*** Opening Records for processing ***

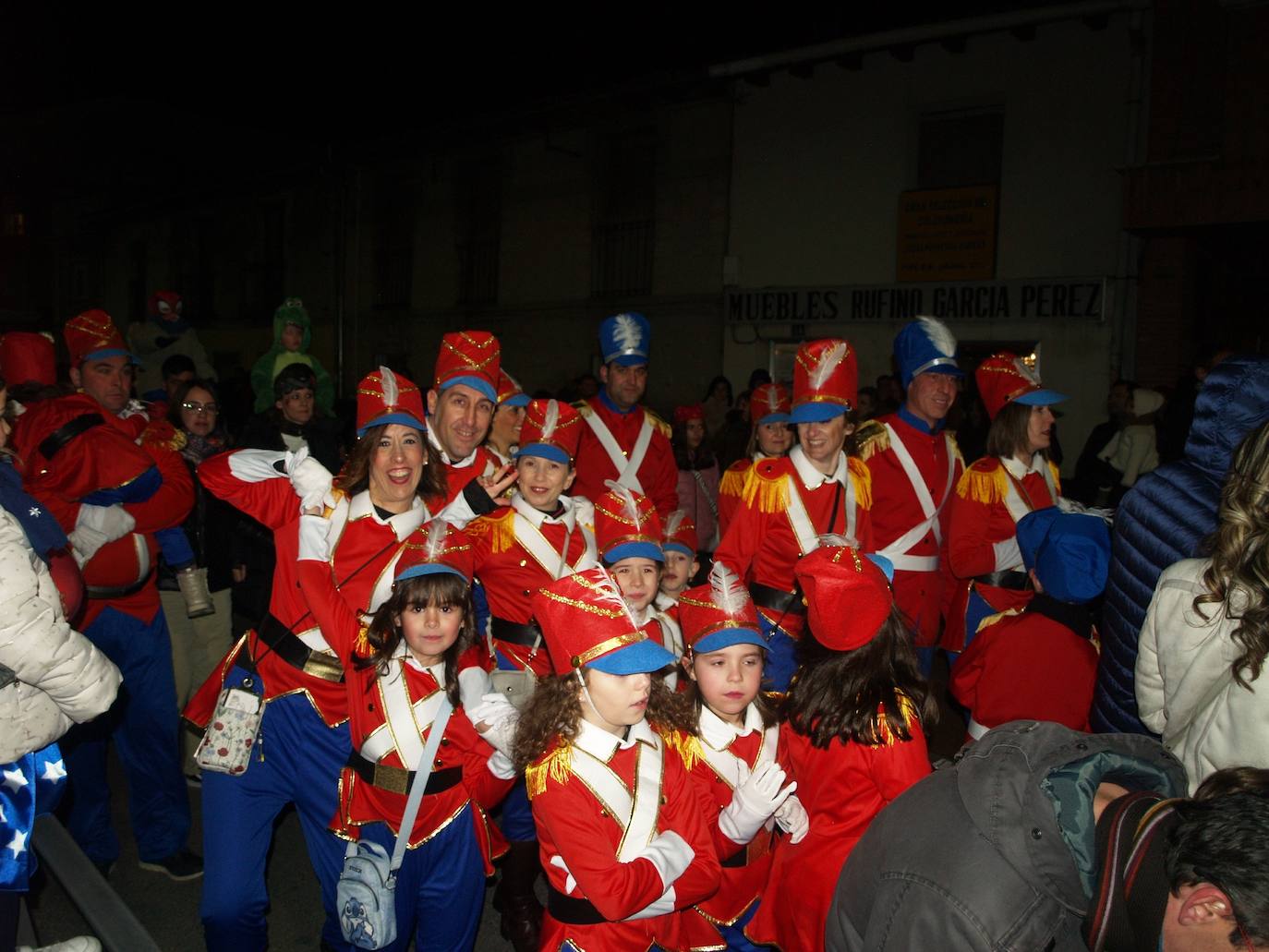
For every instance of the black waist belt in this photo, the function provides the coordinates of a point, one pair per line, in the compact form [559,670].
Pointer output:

*** Closing Records for processing ***
*** Opening Records for processing ***

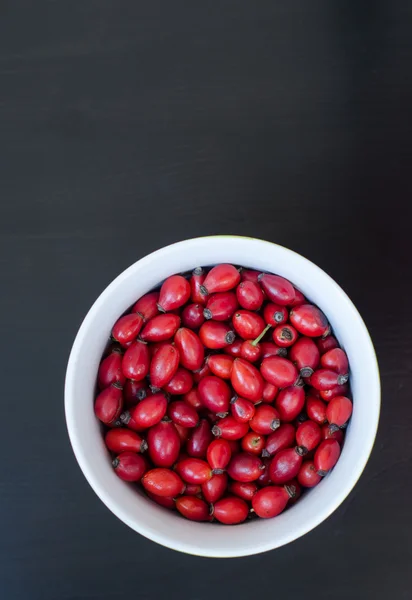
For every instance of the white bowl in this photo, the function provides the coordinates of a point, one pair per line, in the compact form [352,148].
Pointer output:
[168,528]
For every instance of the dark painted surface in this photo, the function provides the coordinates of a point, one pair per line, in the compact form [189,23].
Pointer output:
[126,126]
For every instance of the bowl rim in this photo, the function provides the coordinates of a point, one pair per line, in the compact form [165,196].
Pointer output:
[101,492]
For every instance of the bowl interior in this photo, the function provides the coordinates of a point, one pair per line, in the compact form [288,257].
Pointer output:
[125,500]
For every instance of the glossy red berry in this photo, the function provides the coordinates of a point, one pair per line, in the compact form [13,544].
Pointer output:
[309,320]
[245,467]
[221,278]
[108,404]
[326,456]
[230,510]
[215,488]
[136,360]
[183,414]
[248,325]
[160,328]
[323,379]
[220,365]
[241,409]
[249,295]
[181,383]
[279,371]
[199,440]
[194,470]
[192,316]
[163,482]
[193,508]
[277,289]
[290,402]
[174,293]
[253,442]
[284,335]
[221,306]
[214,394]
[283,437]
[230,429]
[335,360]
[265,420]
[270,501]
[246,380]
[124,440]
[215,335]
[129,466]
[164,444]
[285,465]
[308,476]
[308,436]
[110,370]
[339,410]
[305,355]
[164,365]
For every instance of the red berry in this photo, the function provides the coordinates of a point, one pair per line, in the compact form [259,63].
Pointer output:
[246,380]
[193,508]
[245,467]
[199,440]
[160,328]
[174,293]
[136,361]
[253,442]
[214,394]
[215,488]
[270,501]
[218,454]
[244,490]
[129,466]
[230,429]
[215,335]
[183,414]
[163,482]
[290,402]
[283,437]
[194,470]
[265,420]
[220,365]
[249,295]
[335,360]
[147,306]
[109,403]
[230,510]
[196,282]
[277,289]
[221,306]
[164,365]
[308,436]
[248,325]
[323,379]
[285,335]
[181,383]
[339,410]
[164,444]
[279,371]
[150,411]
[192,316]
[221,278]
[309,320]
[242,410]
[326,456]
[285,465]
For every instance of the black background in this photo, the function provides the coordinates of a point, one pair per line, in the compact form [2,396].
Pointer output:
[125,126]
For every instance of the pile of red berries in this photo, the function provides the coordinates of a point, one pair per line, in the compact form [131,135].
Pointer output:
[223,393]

*** Closing Records for processing ***

(Task directions) Every line in the records that holds the word "bowl" should be copied into the answer.

(Worked solution)
For every instance of the white bowl in this photo, the function provides the coordinates of a point, one pair per line, in the compact form [352,148].
For every instance of the bowl rim in this photo, the function provides the coordinates of a point, one pair per line, in the compact form [165,196].
For every instance of the bowl interior in this photo, the function provides the coordinates of a point, one pair per line, in the compact form [288,257].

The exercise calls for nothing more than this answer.